====== Extract ======
R.E.M. finds environmental and fiscal ‘green’ with sixth studio album
R.E.M. achieved global success with the 1988 release of Green. The Athens, Ga., quartet’s sixth studio album was their first for Warner Bros. Records, which would be the band’s label for the rest of the outfit’s recording career. R.E.M. was already becoming one of the “most acclaimed and revered acts” in the U.S., but Green was the album that brought them global attention in terms of sales and worldwide concert sellouts. The LP was packed with tracks that were soon to become signature classics including ‘Orange Crush,’ ‘Pop Song 89,’ and ‘Stand.’ Green was certified double-platinum and doubled the domestic sales of the band s previous release, 1987’s Document.
It took R.E.M. several years to break into the upper echelon of the pop and rock charts, but the group enjoyed a cult following after the release of their 1982 debut EP, Chronic Town. The first-time effort introduced the “haunting folk and garage rock that became the band's signature sound,” and by the late '80s, R.E.M.’s fan base had grown large enough to guarantee strong sales. In 1987, the Top 10 success of Document and its Top 10 single, ‘The One I Love,’ marked the end of R.E.M.’s contract with IRS Records. The band signed to Warner Bros. and released Green in 1988.
The album continued R.E.M.’s dedication to the message of social consciousness. In fact, the album title became an all-encompassing buzzword for environmentally friendly initiatives. A reissue of Rhino Records’ 25th anniversary edition of Green is available as a two-disc deluxe edition that features the remastered original album accompanied by a disc of live performances taken from the 130-date Green World Tour. All 21 songs on the Green: 25th Anniversary Deluxe Edition track list were recorded in Greensboro, N.C., on November 10, 1989, just miles from where the band had its first recording session at Mitch Easter’s Drive-In Studio in Winston-Salem.
====== Supplied entries ======
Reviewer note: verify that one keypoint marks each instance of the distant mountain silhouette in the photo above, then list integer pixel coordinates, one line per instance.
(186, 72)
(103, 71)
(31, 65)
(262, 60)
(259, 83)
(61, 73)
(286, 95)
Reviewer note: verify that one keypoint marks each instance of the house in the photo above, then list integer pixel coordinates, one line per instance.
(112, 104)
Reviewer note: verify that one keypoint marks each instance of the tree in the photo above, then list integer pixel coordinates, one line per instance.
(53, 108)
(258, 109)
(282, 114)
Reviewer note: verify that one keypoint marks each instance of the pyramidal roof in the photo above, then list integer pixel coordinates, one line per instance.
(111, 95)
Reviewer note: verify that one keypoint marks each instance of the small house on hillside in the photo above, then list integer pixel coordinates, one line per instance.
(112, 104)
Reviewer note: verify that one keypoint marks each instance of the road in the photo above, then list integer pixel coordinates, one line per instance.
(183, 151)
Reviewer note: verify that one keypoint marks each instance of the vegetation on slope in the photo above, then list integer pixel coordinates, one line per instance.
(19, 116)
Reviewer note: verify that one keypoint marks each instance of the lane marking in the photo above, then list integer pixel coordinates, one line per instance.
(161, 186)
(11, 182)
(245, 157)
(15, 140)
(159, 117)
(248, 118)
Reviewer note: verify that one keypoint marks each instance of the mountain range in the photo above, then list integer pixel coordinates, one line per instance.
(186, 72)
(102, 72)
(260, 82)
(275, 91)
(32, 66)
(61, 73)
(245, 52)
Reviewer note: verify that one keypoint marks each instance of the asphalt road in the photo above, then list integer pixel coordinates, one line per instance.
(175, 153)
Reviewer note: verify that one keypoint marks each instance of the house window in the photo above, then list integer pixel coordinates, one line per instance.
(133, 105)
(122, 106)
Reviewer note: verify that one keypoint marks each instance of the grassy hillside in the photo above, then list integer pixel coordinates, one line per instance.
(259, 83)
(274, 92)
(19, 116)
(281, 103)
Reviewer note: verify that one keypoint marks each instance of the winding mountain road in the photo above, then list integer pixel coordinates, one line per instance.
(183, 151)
======
» Set tasks:
1. Put this sentence from the R.E.M. article into Spanish: "The band signed to Warner Bros. and released Green in 1988."
2. Carry the article on R.E.M.'s album Green forward from its last sentence.

» The replies:
1. La banda firmó con Warner Bros. y lanzó Green en 1988.

2.
The concert CD captures a “fiery set” from R.E.M. in a performance that was “forged in the crucible of nearly one year of shows.” R.E.M. performed most of the songs from Green including the aforementioned smash hits ‘Orange Crush’ and ‘Stand.’ Both singles topped the alternative and mainstream rock charts, while ‘Stand’ also reached the Top 10 (No. 6) of the Billboard Hot 100. Early favorites such as ‘Fall On Me,’ ‘Finest Worksong,’ ‘The One I Love,’ and ‘Perfect Circle’ are also included in the live set along with new songs ‘Low’ and ‘Belong,’ which would appear two years later on Out Of Time.
The anniversary set is packaged in a hard clamshell box that also contains four postcards, foldout poster, and liner notes by Allan Jones—editor of the U.K.-based music magazine “Uncut.” Green: 25th Anniversary Deluxe Edition is available as a two-CD set, digitally, and on 180-gram vinyl with original art and packaging. A world tour in support of Green was followed by a six-year break from touring, allowing R.E.M. to focus on recording its most popular records: Out of Time (1991) and Automatic for the People (1992). It all came to an end in September 2011 when the band announced its amicable breakup after 31 years together.
Watch the official music video for R.E.M.’s ‘Stand’ from the band’s sixth studio album Green.
As A Matter of Fact…
* R.E.M. formed in Athens, Ga., during 1980. Mike Mills (bass) and Bill Berry (drums) were the group’s only Southerners, attending high school together in Macon, Ga., and playing in a number of bands as teenagers.
* Vocalist Michael Stipe was a military brat who lived all over the country. He discovered punk rock by listening to Patti Smith, Television, and Wire, spending his teen years playing in cover bands around St. Louis.
* In 1978, Stipe was studying art at the University of Georgia in Athens, Ga., where he began often frequented a record store and became friends with store clerk and guitarist, Peter Buck. Buck was a fanatical record collector, listening to everything from classic rock to punk and free jazz.
* Stipe and Buck began working together and eventually met Berry and Mills. In April 1980, the four young musicians prepared to play at a friend’s party under the name of Twisted Kites. The band later changed its name to R.E.M. after leafing through a dictionary.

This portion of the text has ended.